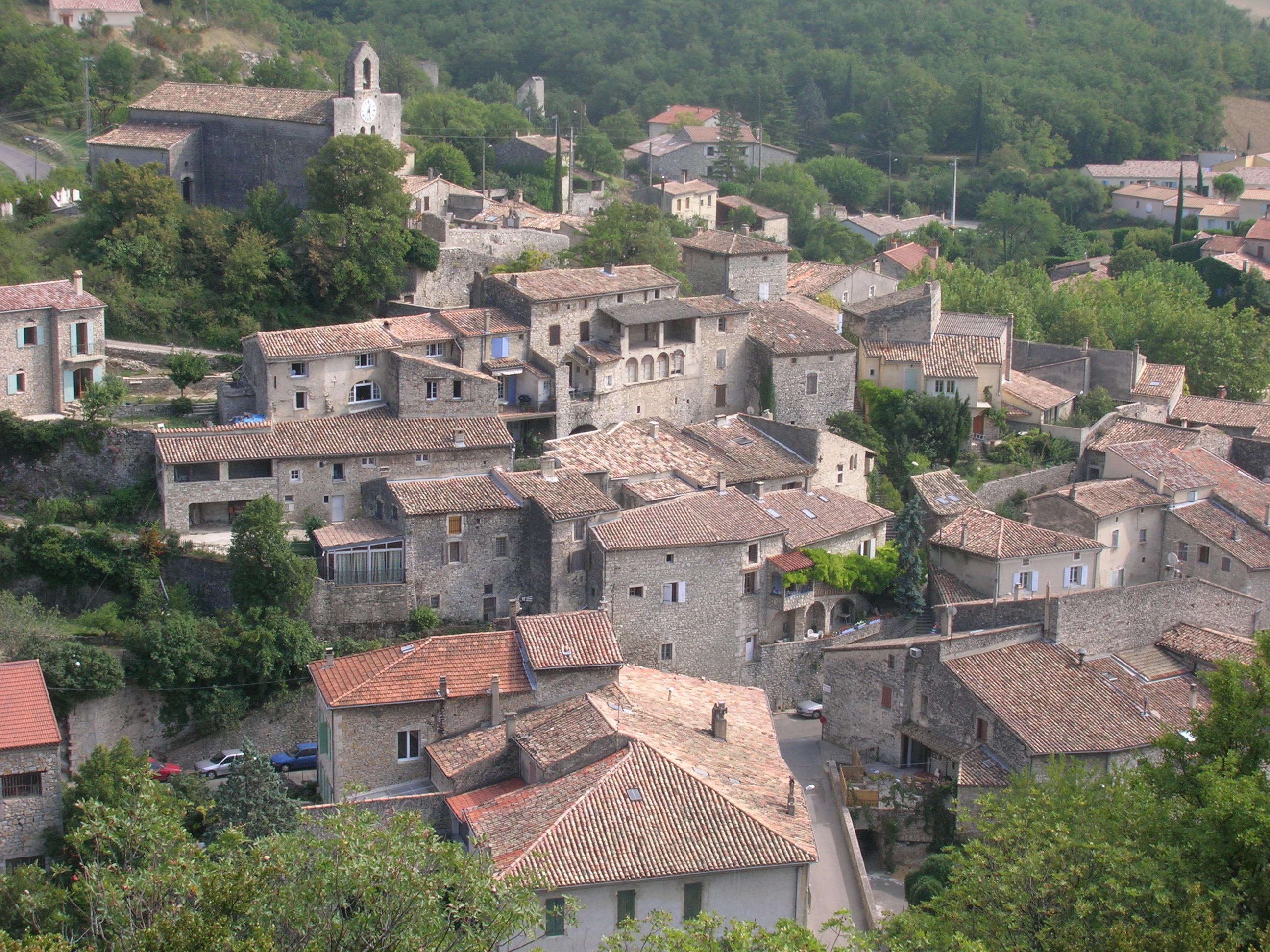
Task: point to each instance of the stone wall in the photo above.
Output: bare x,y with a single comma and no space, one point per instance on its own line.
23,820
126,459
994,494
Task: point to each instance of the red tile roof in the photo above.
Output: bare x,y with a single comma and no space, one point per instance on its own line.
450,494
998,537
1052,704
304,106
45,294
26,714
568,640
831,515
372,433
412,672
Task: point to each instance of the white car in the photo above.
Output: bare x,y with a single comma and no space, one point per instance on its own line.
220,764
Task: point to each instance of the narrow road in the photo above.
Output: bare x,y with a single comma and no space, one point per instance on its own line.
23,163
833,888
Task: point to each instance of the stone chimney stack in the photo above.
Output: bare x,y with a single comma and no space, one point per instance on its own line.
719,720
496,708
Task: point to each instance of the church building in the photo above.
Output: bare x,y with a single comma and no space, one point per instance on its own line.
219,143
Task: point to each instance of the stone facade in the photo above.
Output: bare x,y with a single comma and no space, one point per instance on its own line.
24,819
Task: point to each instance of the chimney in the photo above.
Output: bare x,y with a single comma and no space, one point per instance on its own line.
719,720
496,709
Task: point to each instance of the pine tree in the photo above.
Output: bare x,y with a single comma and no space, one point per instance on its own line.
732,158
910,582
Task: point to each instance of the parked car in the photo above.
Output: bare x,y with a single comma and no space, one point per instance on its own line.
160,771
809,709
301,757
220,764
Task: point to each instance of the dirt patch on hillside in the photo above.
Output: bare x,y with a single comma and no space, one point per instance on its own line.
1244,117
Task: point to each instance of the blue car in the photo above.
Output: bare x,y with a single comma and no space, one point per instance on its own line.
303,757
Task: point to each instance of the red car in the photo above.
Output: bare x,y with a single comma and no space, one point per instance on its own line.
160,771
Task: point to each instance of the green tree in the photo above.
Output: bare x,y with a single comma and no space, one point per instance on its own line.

The request: Return the listing above unchanged, apart from dropping its pictures.

Response for this exercise:
Task: point to each instance of the stone wall in the photo above.
Output: bare x,y with a single comma and no space, one point per instance on its own line.
23,820
126,459
994,494
Task: point to each instance of the red tile roof in the photo above.
Output: bare x,y with a single comma and no space, one point per instance on its own line.
450,494
998,537
1052,704
304,106
45,294
26,714
568,640
831,515
372,433
412,672
Task: point to each instance of the white car in the photo above.
Output: bare x,y with a single comma and no space, one point per instance on its own line.
220,764
Task: point to each instance of the narrow road in the photo above.
Output: bare x,y with a single comma and no space, one point per instance on its own line.
23,163
833,888
Task: point to each instance of the stone chimney stack in the photo above.
Output: bare x,y with a single comma and no space, one point per instance on its own line.
719,720
496,708
Task: point to each instance of the church building in the photo above.
Output: bare x,y with a single comma and no space, one point per instance on its own line.
219,143
Task: point to each instance of the stone facade in the photo above.
Output: bare x,y with a single comma and no space, one point per instance on its own line.
24,819
Task: point to each instance of the chimney in the photo above.
Output: bare x,y with a single comma and no space, one point per instance on its own line.
719,720
496,709
Task: point to each instance of the pine tree in the photo above.
Output: bare x,y with a single comma and no space, one point per instance on its own line.
732,158
910,582
Task: point to each instance of the parked car in the photo above.
Output: bare x,y with a single comma and no space, one point per instance on its own line.
160,771
809,709
301,757
220,764
Task: point to each instance of the dirt patch on hillside in the photo above.
Output: bare x,y with a single comma and no space, one point per instance on its own line.
1244,117
Task: point to each instance of the blue car in the photo above.
Output: bare x,y with a single comma and no space, one point per instance on its own line.
303,757
Task: point to each instance of the red car in the photo above.
Output: bare x,y with a single comma and no space, one point per instance on its own line.
160,771
Task: point to each instance of the green tree in the photo above.
Output: bare x,y with a single comma and no space, one point per instance on its own line.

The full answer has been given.